Required work — Convert all the lines in the entries below into a numbered list, leaving out any blank lines. Omit the pictures from your answer.
══ Excerpted data ══
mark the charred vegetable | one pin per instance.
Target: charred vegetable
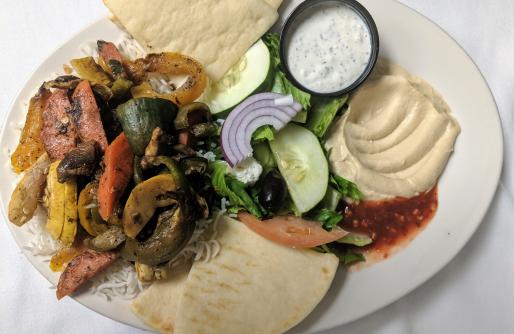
(111, 59)
(63, 82)
(31, 146)
(160, 143)
(82, 160)
(168, 64)
(89, 217)
(157, 192)
(61, 201)
(118, 161)
(60, 259)
(86, 115)
(173, 231)
(82, 268)
(29, 190)
(108, 240)
(139, 117)
(273, 191)
(59, 132)
(88, 69)
(194, 165)
(192, 114)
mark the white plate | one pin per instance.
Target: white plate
(417, 44)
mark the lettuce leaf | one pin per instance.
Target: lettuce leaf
(328, 218)
(281, 84)
(323, 112)
(355, 240)
(229, 187)
(265, 132)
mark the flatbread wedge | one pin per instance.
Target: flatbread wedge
(215, 32)
(157, 306)
(253, 285)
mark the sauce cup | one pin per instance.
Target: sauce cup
(302, 13)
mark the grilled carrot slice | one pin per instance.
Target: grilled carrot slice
(59, 132)
(118, 161)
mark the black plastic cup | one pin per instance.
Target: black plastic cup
(368, 20)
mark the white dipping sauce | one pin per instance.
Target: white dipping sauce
(329, 47)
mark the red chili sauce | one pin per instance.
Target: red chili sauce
(391, 223)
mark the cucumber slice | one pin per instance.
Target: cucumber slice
(303, 165)
(252, 74)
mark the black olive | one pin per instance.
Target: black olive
(273, 191)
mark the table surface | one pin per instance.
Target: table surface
(473, 294)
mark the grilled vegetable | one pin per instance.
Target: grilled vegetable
(169, 64)
(204, 130)
(61, 201)
(157, 192)
(63, 82)
(87, 115)
(273, 191)
(146, 273)
(82, 160)
(139, 117)
(59, 133)
(89, 218)
(24, 198)
(192, 114)
(31, 146)
(108, 240)
(82, 268)
(174, 229)
(160, 143)
(118, 161)
(63, 257)
(111, 59)
(88, 69)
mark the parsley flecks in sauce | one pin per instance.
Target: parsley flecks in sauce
(329, 47)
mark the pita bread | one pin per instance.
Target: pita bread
(274, 3)
(157, 306)
(215, 32)
(253, 285)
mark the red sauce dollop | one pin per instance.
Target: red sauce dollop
(391, 223)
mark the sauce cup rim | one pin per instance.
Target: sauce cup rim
(375, 44)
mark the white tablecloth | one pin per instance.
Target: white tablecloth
(473, 294)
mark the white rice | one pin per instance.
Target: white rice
(120, 280)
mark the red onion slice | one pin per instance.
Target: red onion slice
(258, 110)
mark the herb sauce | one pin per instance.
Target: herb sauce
(329, 47)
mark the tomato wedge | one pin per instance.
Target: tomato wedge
(292, 231)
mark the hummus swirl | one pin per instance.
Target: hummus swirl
(396, 137)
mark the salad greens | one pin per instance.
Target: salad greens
(328, 218)
(355, 240)
(318, 115)
(323, 112)
(281, 84)
(227, 186)
(346, 188)
(265, 132)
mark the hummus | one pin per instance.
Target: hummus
(396, 137)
═══
The output —
1. mark the charred vegetable | one pin per instance.
2. Target: charred vegetable
3. (111, 59)
4. (63, 82)
5. (31, 146)
6. (160, 143)
7. (82, 160)
8. (168, 64)
9. (89, 217)
10. (157, 192)
11. (61, 201)
12. (118, 161)
13. (60, 259)
14. (86, 115)
15. (173, 231)
16. (82, 268)
17. (29, 190)
18. (108, 240)
19. (139, 117)
20. (273, 191)
21. (59, 132)
22. (88, 69)
23. (194, 165)
24. (192, 114)
25. mark the white plate | one pin per instance.
26. Target: white plate
27. (417, 44)
28. mark the lettuce leaf | one pin per instance.
29. Target: lettuce leaf
30. (328, 218)
31. (281, 84)
32. (323, 112)
33. (355, 240)
34. (229, 187)
35. (265, 132)
36. mark the flatbread wedge | one pin per instance.
37. Target: flatbread wedge
38. (215, 32)
39. (157, 306)
40. (253, 285)
41. mark the sauce cup | one pin per instance.
42. Target: sauce cup
43. (302, 13)
44. mark the grilled carrot slice | one pin per instance.
45. Target: grilled carrot slice
46. (59, 132)
47. (118, 161)
48. mark the black plastic cup | one pin per instance.
49. Target: black plastic cup
50. (368, 20)
51. mark the white dipping sauce | one pin per instance.
52. Target: white dipping sauce
53. (329, 47)
54. mark the red chili sauce | one pin per instance.
55. Target: red chili sauce
56. (391, 223)
57. mark the cucumber slice | one pin per instance.
58. Target: cucumber slice
59. (303, 165)
60. (252, 74)
61. mark the black olive | one pin per instance.
62. Target: black olive
63. (273, 191)
64. mark the table surface | one pin per instance.
65. Target: table surface
66. (473, 294)
67. mark the grilled vegetable | one pin per instance.
68. Target: grilled vegetable
69. (169, 64)
70. (204, 130)
71. (61, 201)
72. (157, 192)
73. (63, 82)
74. (87, 115)
75. (273, 191)
76. (146, 273)
77. (82, 160)
78. (139, 117)
79. (59, 133)
80. (89, 218)
81. (24, 198)
82. (192, 114)
83. (31, 146)
84. (108, 240)
85. (82, 268)
86. (174, 229)
87. (160, 143)
88. (118, 161)
89. (63, 257)
90. (111, 59)
91. (88, 69)
92. mark the parsley flecks in sauce | one pin per instance.
93. Target: parsley flecks in sauce
94. (329, 47)
95. mark the pita bread | one pin per instance.
96. Target: pita bread
97. (274, 3)
98. (157, 306)
99. (215, 32)
100. (253, 285)
101. mark the red sauce dollop | one pin per instance.
102. Target: red sauce dollop
103. (391, 223)
104. mark the sauce cup rim | one pin per instance.
105. Target: sauce cup rim
106. (375, 44)
107. mark the white tablecloth | one pin per instance.
108. Target: white tablecloth
109. (473, 294)
110. mark the white rice | one pin per instance.
111. Target: white rice
112. (120, 280)
113. mark the red onion slice | one pin per instance.
114. Target: red onion slice
115. (258, 110)
116. mark the herb sauce | one pin per instance.
117. Target: herb sauce
118. (329, 47)
119. mark the tomato wedge | one pin per instance.
120. Target: tomato wedge
121. (292, 231)
122. mark the hummus swirl | one pin per instance.
123. Target: hummus swirl
124. (396, 137)
125. mark the salad greens | one pin per instance.
126. Target: salad greens
127. (328, 218)
128. (355, 240)
129. (318, 115)
130. (323, 112)
131. (281, 84)
132. (227, 186)
133. (346, 188)
134. (265, 132)
135. mark the hummus | one pin per instance.
136. Target: hummus
137. (396, 137)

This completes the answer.